+++ SOURCE EXTRACT

A useful tool to analyze this is an ARPDAU contribution table which I have written about: here.

He who knows when he can fight and when he cannot will be victorious.

- Sun Tzu

sun tzu

The point of this concept is to make clear from the very beginning whether your game even has a chance at success given that the mobile gaming space is one of the most intensely competitive markets in the world.

#2. Engagement over Monetization

With this concept, a game needs to always prioritize engagement and user retention over monetization. In this view, you must be able to get a user hooked into the game and repeatedly playing the game before you can easily monetize them.

Just as drug dealers give free samples to hook users before making them pay, engagement must be established prior to monetization.


However, I do have two reasons for sort of hating this concept: 1. This concept has been adopted by the usual industry conference speakers and other "pundits" and repeated ad nauseum and 2. Too many mobile game developers use this as an excuse not to carefully think through game monetization and rationalize poor game performance.

In using this concept, your mobile game launch strategy should carefully stage the implementation and execution of various monetization features carefully while prioritizing engagement and retention. Hence, higher risk monetization features or events should be gradually introduced and engagement/retention features implemented first.

Monetization and Retention are the Yin and Yang of LTV (life time economic value of a user) but that's not to say that one doesn't come before the other.

#3. Shop Volume & Monetization Capacity

It's amazing how some games do as much as possible to not take your money. Once your shop has been designed, try to perform the following exercise:

Go into the shop and purposefully find ways of spending money.

  • How much are you able to spend?
  • At what points in the game can you continue to spend?

"Shop volume" speaks to the potential for your shop to monetize users based on the breadth (types) and depth (number, repeatability, and quality) of products in the shop.

  • Breadth: There should be an interesting mix of types of products and categories in the shop
  • Depth: In each shop category there should be a good mix of soft and hard currency items. Further, there should be a number of items that users really want to buy at every stage of user progression (e.g., by level, etc.)

Shop Volume

How big is your app's Shop Volume?

Note: Even if the shop only sells one type of item or even one item, so long as that same item can be monetized a lot (or even better infinitely) then Shop Volume should be considered high.

An associated concept with Shop Volume is the concept of "Monetization Capacity". This refers to the ability to continuously sell more hard currency items to the user without materially disrupting the game balance or economy. I believe the usual Japanese mobile game company suspects refer to this as "Unlimited Monetization Potential" and is a key characteristic of card battle games using Gacha Fusion.

++++++

_REQUIRED WORK_
**A)** Add 126 to every coordinate in the answer points of the rows and write those rows out again in full, beginning at the line that has "target | pink palm leaf graphic" and stopping after the line that has "format | one point per instance, each point like [398, 131];". Give only those lines.
**B)** Carry on the mobile game monetization article from where it stops.
The article on mobile game monetization and the rows that follow have no connection to each other.

+++ GIVEN DATA

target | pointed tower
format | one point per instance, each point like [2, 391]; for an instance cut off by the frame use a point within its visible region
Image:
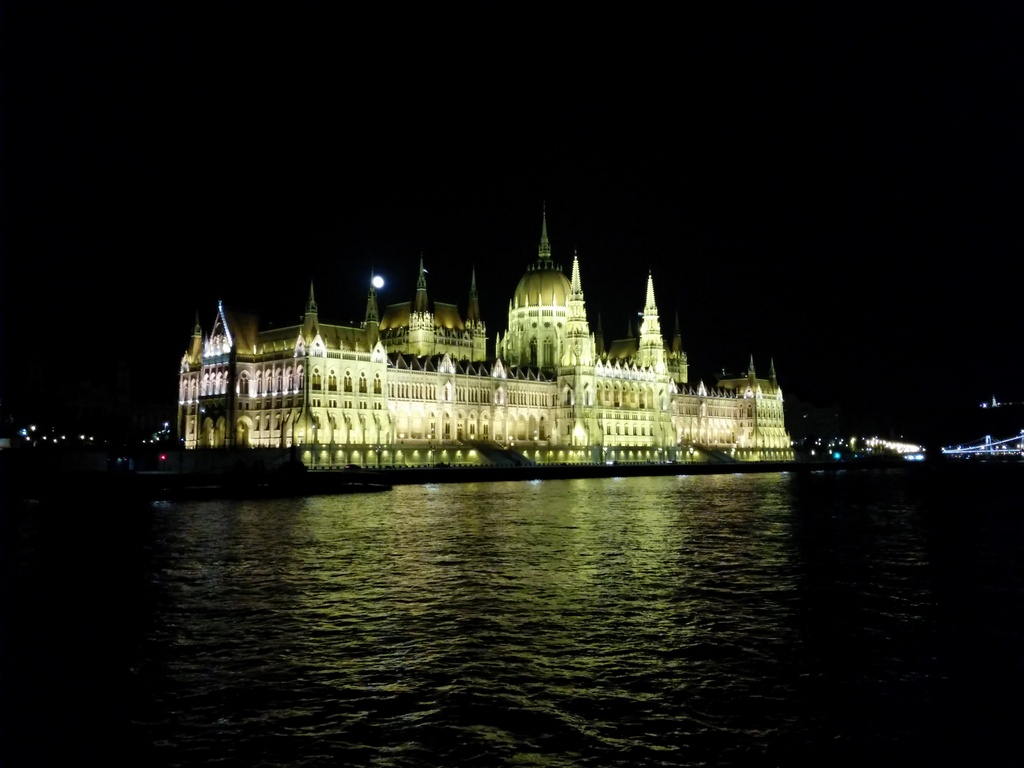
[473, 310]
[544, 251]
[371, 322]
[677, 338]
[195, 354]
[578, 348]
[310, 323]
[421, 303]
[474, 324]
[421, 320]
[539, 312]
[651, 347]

++++++
+++ GIVEN DATA

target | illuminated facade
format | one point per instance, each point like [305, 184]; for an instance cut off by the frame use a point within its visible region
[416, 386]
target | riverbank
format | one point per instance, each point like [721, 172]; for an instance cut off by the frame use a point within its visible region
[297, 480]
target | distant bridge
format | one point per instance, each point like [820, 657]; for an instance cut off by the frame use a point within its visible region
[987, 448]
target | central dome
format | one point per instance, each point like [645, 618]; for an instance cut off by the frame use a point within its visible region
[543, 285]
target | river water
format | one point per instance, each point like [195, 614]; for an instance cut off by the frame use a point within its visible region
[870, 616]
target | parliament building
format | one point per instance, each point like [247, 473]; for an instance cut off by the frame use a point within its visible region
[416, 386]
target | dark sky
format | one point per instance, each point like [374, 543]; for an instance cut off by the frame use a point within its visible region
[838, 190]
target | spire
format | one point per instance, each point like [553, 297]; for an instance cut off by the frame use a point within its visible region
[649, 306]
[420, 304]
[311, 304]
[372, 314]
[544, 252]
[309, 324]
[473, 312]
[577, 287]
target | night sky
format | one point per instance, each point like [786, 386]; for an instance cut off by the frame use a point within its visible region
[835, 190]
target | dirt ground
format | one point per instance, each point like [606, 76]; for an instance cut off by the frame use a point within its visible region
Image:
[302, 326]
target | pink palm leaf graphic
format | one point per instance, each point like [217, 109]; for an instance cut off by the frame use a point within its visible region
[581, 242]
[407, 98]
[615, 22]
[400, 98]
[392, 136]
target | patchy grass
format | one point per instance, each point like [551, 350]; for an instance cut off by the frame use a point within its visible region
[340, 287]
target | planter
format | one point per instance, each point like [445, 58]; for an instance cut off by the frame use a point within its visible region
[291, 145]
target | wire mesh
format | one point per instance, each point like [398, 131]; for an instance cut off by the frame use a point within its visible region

++++++
+++ GIVEN DATA

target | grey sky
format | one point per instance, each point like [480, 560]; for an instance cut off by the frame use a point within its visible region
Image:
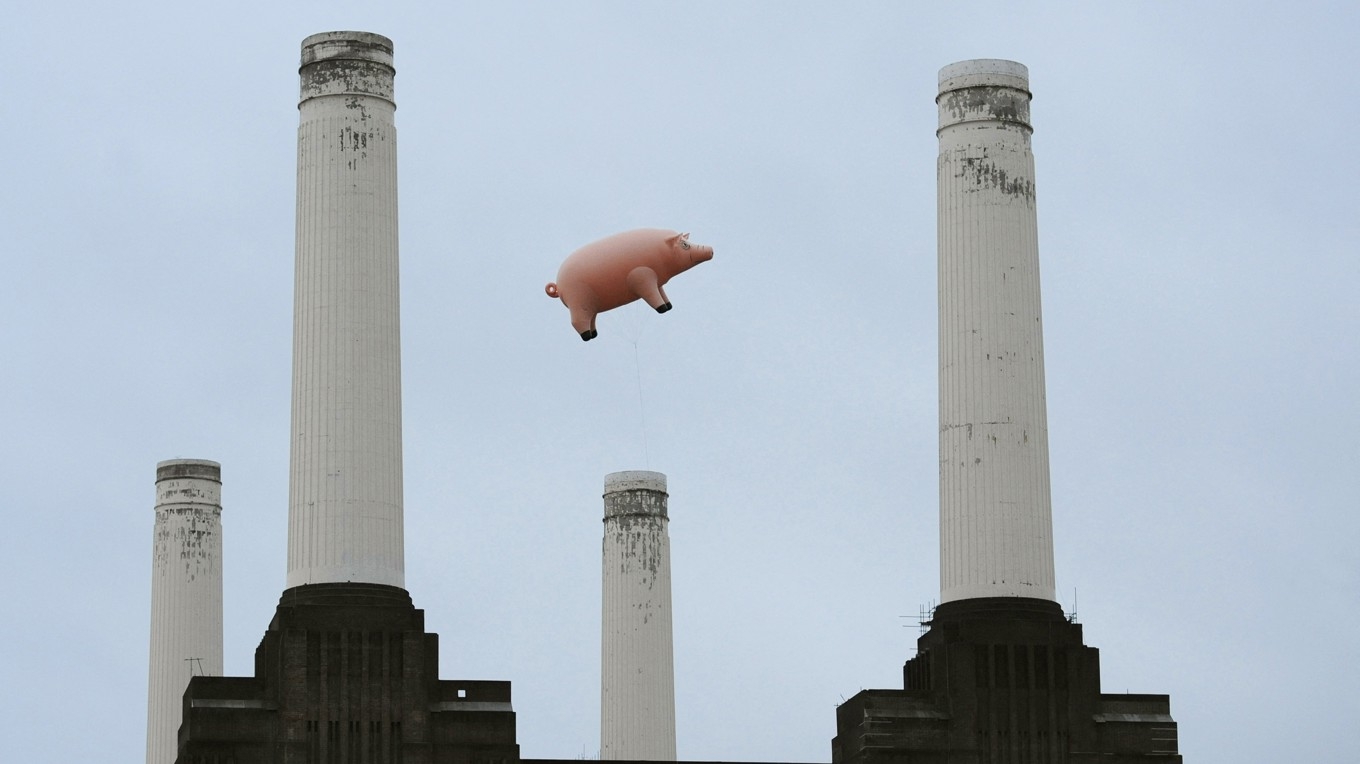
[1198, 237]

++++++

_THE REPLIES_
**A)**
target | pink palm leaf graphic
format | one point per instance, each point like [217, 109]; for an instance cut off by the frame use a point within its visible region
[707, 368]
[533, 224]
[741, 148]
[526, 224]
[518, 262]
target | patchy grass
format | one point per instance, each point like [551, 350]; for an instance cut off by the frame use a point within its visible region
[466, 413]
target | planter
format | one point per instance, each point like [445, 58]; for an instance cut off by the frame use a point within its visible region
[417, 271]
target | wire mesh
format | one point per instance, each point like [398, 131]; for an instance cut off by the frame use a point within its visible region

**B)**
Screen Shot 2013-08-15 at 2.51.20 PM

In the above diagram, you should be able to continue to sell an unlimited amount of hard currency items while maintaining a power gap within acceptable game levels. Game balancing is outside the scope of this article but does impact monetization in that without proper game balance, monetization limits will manifest. Power gap is maintained by various methods such as: 1. logarithmic power growth, 2. multiple upgradable units (e.g., card battle decks with multiple upgrade paths required), 3. user power matching in PVP, etc.

An optimal power gap level is one in which you maximize monetization while minimizing user disengagement (and especially rage quitting which is then difficult to do user re-acquisition for). Acceptable power gap levels are typically defined by an operations or monetization group to set KPIs of user disengagement.

#4. User Flow

User Flow refers to a user's activity path within a game. The core idea of this concept is to embed monetization points within a user's set of activities. Whether within the core loop or whatever other activities the user engages in, you should design monetization calls to action where the user actually goes in app.

The point is that we cannot just rely on the user to tap within shop to monetize the user.

See the examples below:

Example #1: Candy Crush Saga (Core Loop Flow Pre-game Boost)

Candy Crush Saga User Flow

Here, the guys built a monetization point directly within the core loop prior to starting any game.

Example #2:  Mino Monsters (Character Profile Flow Upgrade Option)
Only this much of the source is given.